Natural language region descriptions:
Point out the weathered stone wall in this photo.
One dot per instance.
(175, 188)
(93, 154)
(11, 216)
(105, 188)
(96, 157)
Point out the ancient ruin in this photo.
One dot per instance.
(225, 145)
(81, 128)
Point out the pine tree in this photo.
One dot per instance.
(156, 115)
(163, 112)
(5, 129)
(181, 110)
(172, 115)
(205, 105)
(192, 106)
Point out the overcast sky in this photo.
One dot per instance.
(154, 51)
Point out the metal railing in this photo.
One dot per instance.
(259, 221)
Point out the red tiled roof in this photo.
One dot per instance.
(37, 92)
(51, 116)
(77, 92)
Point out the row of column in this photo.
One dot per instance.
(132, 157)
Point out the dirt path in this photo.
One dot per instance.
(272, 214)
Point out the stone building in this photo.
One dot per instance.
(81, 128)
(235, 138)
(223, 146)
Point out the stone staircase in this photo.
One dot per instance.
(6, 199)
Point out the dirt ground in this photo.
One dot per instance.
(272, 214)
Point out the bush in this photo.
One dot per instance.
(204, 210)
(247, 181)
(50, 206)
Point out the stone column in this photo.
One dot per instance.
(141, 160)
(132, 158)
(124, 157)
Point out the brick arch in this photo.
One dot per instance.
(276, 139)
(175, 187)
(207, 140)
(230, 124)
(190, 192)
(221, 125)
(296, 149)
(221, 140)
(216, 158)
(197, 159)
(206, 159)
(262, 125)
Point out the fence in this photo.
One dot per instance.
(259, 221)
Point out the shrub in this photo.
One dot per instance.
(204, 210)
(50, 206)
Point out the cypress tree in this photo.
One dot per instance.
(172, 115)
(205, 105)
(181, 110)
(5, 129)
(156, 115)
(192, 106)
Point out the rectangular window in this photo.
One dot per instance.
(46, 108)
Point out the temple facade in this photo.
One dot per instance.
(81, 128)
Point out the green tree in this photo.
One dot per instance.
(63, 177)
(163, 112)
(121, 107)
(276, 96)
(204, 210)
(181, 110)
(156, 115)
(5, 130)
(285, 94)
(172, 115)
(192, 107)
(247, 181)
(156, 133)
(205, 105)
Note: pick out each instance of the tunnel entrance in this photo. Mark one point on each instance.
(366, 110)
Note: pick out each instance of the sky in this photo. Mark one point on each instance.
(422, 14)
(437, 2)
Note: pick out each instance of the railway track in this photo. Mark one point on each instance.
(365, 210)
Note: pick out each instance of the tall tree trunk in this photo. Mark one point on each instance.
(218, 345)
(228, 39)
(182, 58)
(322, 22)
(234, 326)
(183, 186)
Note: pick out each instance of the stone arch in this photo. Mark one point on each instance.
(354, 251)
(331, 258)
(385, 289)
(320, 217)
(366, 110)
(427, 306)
==
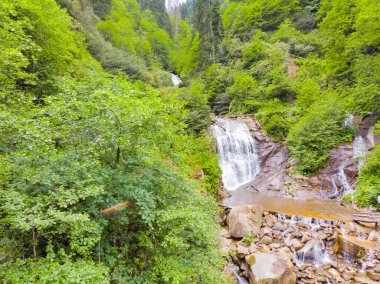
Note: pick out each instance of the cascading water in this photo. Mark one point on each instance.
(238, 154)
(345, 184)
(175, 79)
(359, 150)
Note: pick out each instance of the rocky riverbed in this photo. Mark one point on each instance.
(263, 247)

* YOUR INSTRUCTIONS:
Give again exactly, and only, the lines above starting at the one with "Point out the dirt path in this photo." and ending at the one with "Point out the brick arch in this photo.".

* PROBLEM SOLUTION:
Point out the dirt path in this photo.
One dot per instance.
(272, 214)
Point out the stone building in this photo.
One dot per instance.
(81, 128)
(235, 138)
(223, 146)
Point out the stone staircase in this photo.
One dot per instance.
(6, 199)
Point out the dirt ground in this photo.
One dot per instance.
(272, 214)
Point out the bush in this photo.
One dot per instance.
(204, 210)
(247, 181)
(50, 206)
Point out the stone column in this photo.
One dot per instance.
(141, 160)
(132, 158)
(124, 157)
Point out the brick arch in this photo.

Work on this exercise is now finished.